▶ **TESTO**

~ CI SCRIVE ACCORATO UN LETTORE ~
In questi giorni terribili, ho ricevuto varie telefonate e messaggi
d’ogni genere tramite tutto l’armamentario della comunicazione attuale:
le persone più lontane dalla Chiesa di Roma erano quelle che mi dicevano
del loro turbamento di fronte al gesto papale. Anche i più agguerriti
nemici della Catholica non possono negare che nel mondo
contemporaneo così piatto, nel globetto dei piccoli diritti, dei
capricci, dei desideri irresponsabili, c’è un’unica eccentrica
istituzione, la Chiesa che parla (che dovrebbe parlare) della morte e
della vita, dell’apoteosi della carne sottratta alla fine umiliante,
della sensualità del mondo (che non va confusa con le banalizzazioni
correnti, che va anzi contrapposta alle astrattezze gnostiche), della
parola evangelica che risuona eterna più dell’arte, dell’immensa
questione del peccato (che non è la caricatura proposta dai laici)...
Ebbene, l’11 febbraio questa eccentricità ha ricevuto un altro duro
colpo. La sacralità del pontefice è stata ridotta a una faccenda di età e
di dimissioni, come per un qualsiasi leader politico. Anche a San
Pietro, la vecchiaia estrema è stata sottratta alla vista, come si fa
nei condomini di mezzo mondo occidentale, imprigionata con qualche
badante. Ecco la gioia dei peggiori: finalmente anche quell’angolo della
terra che non segue la regola del così fan tutti è stato
ridimensionato. Perché poi il sapiente professor Ratzinger si sia
piegato alle regole secolari resta per me un mistero doloroso.

▶ **DOMANDE DI STUDIO**
1. Riproduci parola per parola il passo della lettera sulle dimissioni del papa, cominciando da "Ebbene, l’11 febbraio" e proseguendo fino a "un mistero doloroso.".
2. Riprendi la lettera sulle dimissioni del papa da dove si ferma e portala avanti.
Le voci riportate qui provengono da una fonte diversa da quella della lettera.

▶ **DATI**

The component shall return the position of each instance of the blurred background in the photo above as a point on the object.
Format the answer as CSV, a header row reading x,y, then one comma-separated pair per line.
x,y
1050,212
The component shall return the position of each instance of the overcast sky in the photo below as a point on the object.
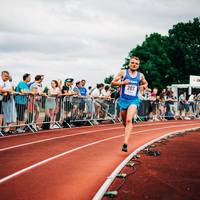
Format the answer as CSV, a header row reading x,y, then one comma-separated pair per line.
x,y
86,39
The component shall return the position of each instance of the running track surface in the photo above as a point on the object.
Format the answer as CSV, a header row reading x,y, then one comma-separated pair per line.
x,y
70,163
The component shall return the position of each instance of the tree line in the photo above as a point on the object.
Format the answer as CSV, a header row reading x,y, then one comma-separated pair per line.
x,y
167,60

▶ **SOLUZIONI DEI COMPITI**
1.
Ebbene, l’11 febbraio questa eccentricità ha ricevuto un altro duro
colpo. La sacralità del pontefice è stata ridotta a una faccenda di età e
di dimissioni, come per un qualsiasi leader politico. Anche a San
Pietro, la vecchiaia estrema è stata sottratta alla vista, come si fa
nei condomini di mezzo mondo occidentale, imprigionata con qualche
badante. Ecco la gioia dei peggiori: finalmente anche quell’angolo della
terra che non segue la regola del così fan tutti è stato
ridimensionato. Perché poi il sapiente professor Ratzinger si sia
piegato alle regole secolari resta per me un mistero doloroso.

2.
Un papa nascosto come succede ai vecchi nel mondo dei consumi: dopo aver
creato per loro migliaia di prodotti, a cominciare da quelli
farmaceutici e sanitari, li si cancella dallo spazio pubblico. Non sono
belli da vedere, agghindati con quelle tute plasticose, con quei
cappellini ridicoli, con le scarpe da ginnastica colorate come i
ragazzotti, perché bisogna fare sport fino alla fine, frequentare le
palestre più delle chiese, correre goffamente ogni giorno. Li si inganna
con gli eufemismi, «terza età» non è quella gioachimita dello Spirito
ma una categoria di compratori di merci senza glamour. A sentire la
pubblicità, creme e chirurgia plastica garantirebbero una giovinezza
perenne, ma poi, zac, d’improvviso arriva la condanna all’isolamento,
segregati con una persona cui spesso è arduo anche comunicare per via
della lingua straniera: nascosti e in silenzio. C’erano una volta
patriarchi e matriarche che vivevano in case affollate nell’ossequio dei
discendenti e anche nella rabbia malcelata di nuore e generi – perché
no? – in attesa di eredità, comunque c’era vita, affetti e animosità;
adesso anche per i papi sembra affacciarsi la singolare pena della morte
anticipata in vita, della casa-tomba.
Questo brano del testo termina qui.